» Work instructions
• a. Answer these questions from the methods text, one line per answer, marked (i), (ii), (iii):
(i) From which company were the rats purchased?
(ii) What gauge of needle was used to puncture the iliac crests?
(iii) For how long were the seeded cells incubated?
• b. In the methods text, rewrite the paragraph beginning "Five-week-old male Sprague–Dawley rats" as a bulleted list, keeping its main facts.
• c. Continue the methods text on rat bone marrow cells, starting after its final sentence.

» Extract
────────────────────

Five-week-old male Sprague–Dawley rats were purchased from Japan SLC Inc. (Hamamatsu-shi, Shizuoka, Japan) and housed in standard rodent cages with standard laboratory chow and tap water available ad libitum. The rats were kept in a room, maintained at a constant temperature (24 ± 2 °C) and humidity (55 ± 10%) with a 12-h light period between 08:00 and 20:00 h. The rats were given at least 1 week to acclimate to the environment after their arrival. The experimental protocol was approved by the Animal Care and Use Committee at the University of the Ryukyus. The details of the methods and the general protocol for animal experiments are provided in online supplementary information.

Bone marrow aspiration, cell culture, and labeling

The rats (200–230 g) were anesthetized with an intraperitoneal injection of 50 mg/kg sodium pentobarbital. The bilateral iliac crests of the rats were punctured with a 21-gauge needle and bone marrow was aspirated with a heparinized syringe to collect a total volume of 0.5 mL. A red blood cell lysis solution (1.5 mL; QIAGEN Sciences, Germantown, MD, USA) was added to the aspirated bone marrow, and filtered and phosphate-buffered saline (PBS)-washed cells were seeded in individual dishes of Dulbecco’s Modified Eagle’s Media (DMEM) with 10% fetal bovine serum and 2% penicillin/streptomycin, followed by incubation in a humidified incubator (5% CO2 at 37 °C) for 3 weeks. Prior to intracerebroventricular (icv) injection, the cells were collected and labeled with DiI (v-22885; Molecular Probes, Eugene, OR, USA) according to the manufacturer’s protocol. The number of cells was adjusted to 1 × 106 cells per 20 µL of serum-free medium for icv injection. The descending thoracic aorta of different sets of rats was obtained, and the aortic endothelial cells were cultured in a gelatin-coated culture dish.

────────────────────

» Listed records
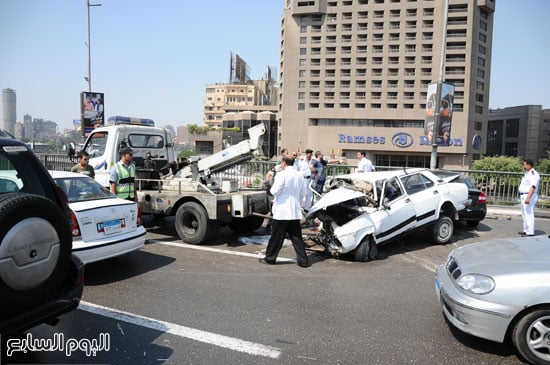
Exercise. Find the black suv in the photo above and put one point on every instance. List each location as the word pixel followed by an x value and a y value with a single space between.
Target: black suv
pixel 39 277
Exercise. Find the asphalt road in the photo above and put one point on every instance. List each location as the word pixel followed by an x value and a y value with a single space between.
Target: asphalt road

────────────────────

» Answers to the problems
• a.
(i) Japan SLC Inc. (Hamamatsu-shi, Shizuoka, Japan)
(ii) A 21-gauge needle
(iii) 3 weeks

• b.
- Animals: five-week-old male Sprague–Dawley rats from Japan SLC Inc. (Hamamatsu-shi, Shizuoka, Japan)
- Housing: standard rodent cages with standard laboratory chow and tap water ad libitum
- Room conditions: 24 ± 2 °C, 55 ± 10% humidity, 12-h light period from 08:00 to 20:00 h
- Acclimation: at least 1 week after arrival
- Approval: Animal Care and Use Committee at the University of the Ryukyus
- Further details: given in online supplementary information

• c.
Characterization of bone marrow-derived cells

Immunocytochemistry

Bone marrow-derived cells were immunostained with anti-CD29 (04-1109; Merck Millipore, Temecula, CA, USA) and anti-interleukin-10 (IL-10; ab9969, Abcam, Cambridge, MA, USA).

Western blotting

Western blotting was performed using previously described methods [16]. Cultured bone marrow-derived cells and rat aortic endothelial cells were collected and subjected to a protein isolation protocol. The proteins transferred onto polyvinylidene difluoride (PVDF) membranes were probed with antibodies against angiotensin-converting enzyme (ACE) (sc-12187; Santa Cruz Biotechnology, Dallas, TX, USA) and angiotensin-converting enzyme 2 (ACE2) (sc-20998; Santa Cruz Biotechnology).

BrdU uptake assay

Cultured cells secrete paracrine factors into the culture medium. We collected the conditioned media and applied it to serum-starved endothelial cells to examine cell proliferation. We assumed that an ability to influence endothelial cell proliferation is one of the paracrine effects of bone marrow-derived cells. Endothelial cell proliferation was examined by measuring BrdU incorporation during DNA synthesis using a colorimetric immunoassay kit (Roche; Mannheim, Germany). Fetal bovine serum (0.5%) was used as the control stimulant for endothelial cell proliferation.

Flow cytometric analysis

Flow cytometric analysis was performed with bone marrow-derived cells cultured for 3 weeks at the third passage. CD29 was used as a positive marker, and CD34 was used as a negative marker for rat mesenchymal stem cells.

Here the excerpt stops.